#### Source text:
+---+
Master equation approach to DNA-breathing in heteropolymer DNA

TL;DR

This paper develops a master equation model for DNA-breathing dynamics in heteropolymer DNA, enabling detailed analysis of bubble formation, lifetimes, and relaxation times, validated by stochastic simulations.

Contribution

It introduces a dynamic master equation framework for heteropolymer DNA-breathing, linking free energy models to bubble kinetics and relaxation spectra.

Findings

Derived autocorrelation functions for bubble dynamics

Obtained probability densities for bubble lifetimes

Validated model with Gillespie simulation

Abstract

After crossing an initial barrier to break the first base-pair (bp) in double-stranded DNA, the disruption of further bps is characterized by free energies between less than one to a few kT. This causes the opening of intermittent single-stranded bubbles. Their unzipping and zipping dynamics can be monitored by single molecule fluorescence or NMR methods. We here establish a dynamic description of this DNA-breathing in a heteropolymer DNA in terms of a master equation that governs the time evolution of the joint probability distribution for the bubble size and position along the sequence. The transfer coefficients are based on the Poland-Scheraga free energy model. We derive the autocorrelation function for the bubble dynamics and the associated relaxation time spectrum. In particular, we show how one can obtain the probability densities of individual bubble lifetimes and of the waiting times between successive bubble events from the master equation. A comparison to results of a stochastic Gillespie simulation shows excellent agreement.
+---+
#### Provided material:
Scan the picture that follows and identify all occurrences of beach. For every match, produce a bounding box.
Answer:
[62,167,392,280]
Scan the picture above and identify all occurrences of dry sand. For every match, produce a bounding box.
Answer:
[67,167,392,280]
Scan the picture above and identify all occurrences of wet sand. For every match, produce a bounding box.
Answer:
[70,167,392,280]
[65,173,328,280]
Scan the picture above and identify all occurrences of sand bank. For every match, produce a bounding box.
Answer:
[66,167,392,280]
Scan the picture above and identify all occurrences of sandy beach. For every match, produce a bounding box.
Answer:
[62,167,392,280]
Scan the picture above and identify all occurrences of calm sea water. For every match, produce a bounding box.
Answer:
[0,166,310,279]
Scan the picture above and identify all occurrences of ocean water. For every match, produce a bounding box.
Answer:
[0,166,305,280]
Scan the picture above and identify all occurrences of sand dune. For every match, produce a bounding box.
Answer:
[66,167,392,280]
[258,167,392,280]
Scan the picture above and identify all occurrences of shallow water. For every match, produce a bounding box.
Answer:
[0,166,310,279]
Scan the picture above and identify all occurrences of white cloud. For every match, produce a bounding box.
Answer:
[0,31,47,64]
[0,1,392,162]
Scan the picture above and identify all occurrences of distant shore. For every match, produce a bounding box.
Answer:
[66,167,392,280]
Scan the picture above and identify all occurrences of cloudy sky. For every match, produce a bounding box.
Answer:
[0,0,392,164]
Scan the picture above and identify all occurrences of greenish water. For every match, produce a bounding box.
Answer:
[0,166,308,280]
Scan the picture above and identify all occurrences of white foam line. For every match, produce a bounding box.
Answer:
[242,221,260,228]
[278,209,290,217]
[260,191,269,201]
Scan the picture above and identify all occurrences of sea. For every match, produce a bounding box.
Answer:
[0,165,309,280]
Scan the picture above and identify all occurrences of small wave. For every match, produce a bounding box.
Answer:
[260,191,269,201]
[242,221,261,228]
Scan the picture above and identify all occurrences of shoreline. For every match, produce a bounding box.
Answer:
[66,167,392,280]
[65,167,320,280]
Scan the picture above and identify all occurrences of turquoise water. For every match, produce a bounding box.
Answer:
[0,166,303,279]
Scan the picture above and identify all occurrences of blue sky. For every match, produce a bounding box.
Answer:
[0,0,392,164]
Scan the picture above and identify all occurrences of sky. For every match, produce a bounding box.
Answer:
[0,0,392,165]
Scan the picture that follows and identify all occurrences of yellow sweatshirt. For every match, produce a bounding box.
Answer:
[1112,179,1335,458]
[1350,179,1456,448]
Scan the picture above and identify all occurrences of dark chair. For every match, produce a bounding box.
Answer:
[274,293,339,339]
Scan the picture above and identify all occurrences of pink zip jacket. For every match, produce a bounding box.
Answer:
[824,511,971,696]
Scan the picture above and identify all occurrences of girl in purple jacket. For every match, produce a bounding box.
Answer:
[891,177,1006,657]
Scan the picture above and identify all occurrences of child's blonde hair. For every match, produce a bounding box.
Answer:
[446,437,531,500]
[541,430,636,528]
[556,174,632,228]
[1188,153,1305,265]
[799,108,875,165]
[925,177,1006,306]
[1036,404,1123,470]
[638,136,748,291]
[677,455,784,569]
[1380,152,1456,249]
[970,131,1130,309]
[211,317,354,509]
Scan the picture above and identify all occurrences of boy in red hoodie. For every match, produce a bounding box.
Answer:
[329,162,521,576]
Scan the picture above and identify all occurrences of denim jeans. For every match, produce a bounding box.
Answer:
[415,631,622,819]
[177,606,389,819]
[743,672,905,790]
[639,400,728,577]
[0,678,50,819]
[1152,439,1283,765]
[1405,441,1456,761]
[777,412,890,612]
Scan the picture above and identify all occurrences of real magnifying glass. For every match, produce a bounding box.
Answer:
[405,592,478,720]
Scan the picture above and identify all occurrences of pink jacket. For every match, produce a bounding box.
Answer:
+---+
#### Exercises to complete:
**A.** Decide whether each statement agrees with the DNA-breathing text, answering yes or no and quoting the deciding words: (i) The transfer coefficients rest on the Poland-Scheraga free energy model. (ii) The model was checked against a molecular dynamics simulation. (iii) No barrier has to be crossed to break the first base-pair.
**B.** Answer these questions from the DNA-breathing text:
(i) By what methods can the unzipping and zipping dynamics be monitored?
(ii) The master equation governs the time evolution of what?
(iii) For what kind of DNA is the master equation framework introduced?

#### Answers to the exercises:
**A.**
(i) Yes: "The transfer coefficients are based on the Poland-Scheraga free energy model."
(ii) No: "A comparison to results of a stochastic Gillespie simulation shows excellent agreement."
(iii) No: "After crossing an initial barrier to break the first base-pair (bp)"

**B.**
(i) Single molecule fluorescence or NMR methods.
(ii) The joint probability distribution for the bubble size and position along the sequence.
(iii) Heteropolymer DNA.